Return the records below word for word, from their start through the line that contains "[(59, 132)]". Leave the pictures out.

**Extracted data entries:**
** Begin **

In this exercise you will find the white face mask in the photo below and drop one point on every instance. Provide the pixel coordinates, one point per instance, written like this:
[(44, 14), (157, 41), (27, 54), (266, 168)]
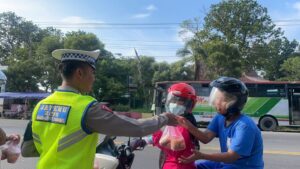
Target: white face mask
[(176, 109)]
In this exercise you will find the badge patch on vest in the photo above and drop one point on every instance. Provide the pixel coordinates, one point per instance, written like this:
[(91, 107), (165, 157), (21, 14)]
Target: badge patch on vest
[(53, 113)]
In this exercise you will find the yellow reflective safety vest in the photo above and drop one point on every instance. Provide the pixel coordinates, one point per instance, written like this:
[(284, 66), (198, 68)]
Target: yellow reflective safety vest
[(59, 132)]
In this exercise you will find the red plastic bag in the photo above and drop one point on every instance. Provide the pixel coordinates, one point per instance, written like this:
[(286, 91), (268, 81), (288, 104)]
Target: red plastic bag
[(172, 139), (11, 151)]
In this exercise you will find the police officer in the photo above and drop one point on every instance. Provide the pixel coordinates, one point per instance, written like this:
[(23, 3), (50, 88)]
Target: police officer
[(65, 125), (240, 139)]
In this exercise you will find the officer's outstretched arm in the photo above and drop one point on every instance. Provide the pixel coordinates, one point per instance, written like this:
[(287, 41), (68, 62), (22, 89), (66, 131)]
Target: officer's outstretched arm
[(102, 121)]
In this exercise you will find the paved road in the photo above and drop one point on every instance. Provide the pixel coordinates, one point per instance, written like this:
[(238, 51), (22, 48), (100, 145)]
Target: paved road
[(282, 150)]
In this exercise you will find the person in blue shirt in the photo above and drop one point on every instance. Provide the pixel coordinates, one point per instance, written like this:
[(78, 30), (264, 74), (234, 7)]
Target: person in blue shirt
[(240, 139)]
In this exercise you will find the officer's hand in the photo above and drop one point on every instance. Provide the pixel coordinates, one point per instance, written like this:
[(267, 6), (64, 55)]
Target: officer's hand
[(195, 156), (184, 123), (138, 144), (172, 119)]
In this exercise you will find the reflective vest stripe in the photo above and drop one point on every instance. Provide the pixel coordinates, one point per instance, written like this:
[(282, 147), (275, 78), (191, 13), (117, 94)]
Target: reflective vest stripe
[(74, 140), (70, 137), (36, 138)]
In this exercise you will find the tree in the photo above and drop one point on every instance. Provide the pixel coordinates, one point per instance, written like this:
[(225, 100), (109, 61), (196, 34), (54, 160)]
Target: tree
[(223, 59), (50, 78), (275, 53), (291, 69), (242, 22), (193, 48)]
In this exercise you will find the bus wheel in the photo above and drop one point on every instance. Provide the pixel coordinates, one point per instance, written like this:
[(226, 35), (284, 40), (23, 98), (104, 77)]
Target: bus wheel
[(267, 123)]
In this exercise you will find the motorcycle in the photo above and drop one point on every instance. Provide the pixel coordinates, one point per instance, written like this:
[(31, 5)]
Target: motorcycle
[(112, 156)]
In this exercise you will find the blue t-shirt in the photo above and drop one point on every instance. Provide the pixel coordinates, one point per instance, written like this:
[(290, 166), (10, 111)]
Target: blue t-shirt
[(241, 136)]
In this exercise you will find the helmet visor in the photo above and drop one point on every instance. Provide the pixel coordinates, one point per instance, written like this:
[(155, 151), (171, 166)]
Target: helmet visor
[(218, 97), (178, 105)]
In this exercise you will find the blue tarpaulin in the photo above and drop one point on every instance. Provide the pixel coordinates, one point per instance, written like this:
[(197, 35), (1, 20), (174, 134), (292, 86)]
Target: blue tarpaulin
[(22, 95)]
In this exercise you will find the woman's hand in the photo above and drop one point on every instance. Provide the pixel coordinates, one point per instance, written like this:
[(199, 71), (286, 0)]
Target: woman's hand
[(15, 138), (195, 156)]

** End **

**EXERCISE RESPONSE:**
In this exercise you will find the white face mask in the photo below and drop one point on every instance. Provide the pixel coordinates, one point per instance, written like this:
[(44, 14), (157, 41), (27, 54), (266, 168)]
Target: white face mask
[(176, 109)]
In this exercise you will find the badge patch on vest in the photo above and drop one point on every instance. Provide the pixel coordinates, one point per instance, written like this:
[(91, 107), (165, 157), (21, 14)]
Target: badge patch on vest
[(53, 113)]
In this exercise you will find the yellow reflective safety vest in the photo above and drop one point on every instance. Provide the pixel coordinates, one point per instance, written like this:
[(284, 66), (198, 68)]
Target: yellow reflective safety vest
[(59, 132)]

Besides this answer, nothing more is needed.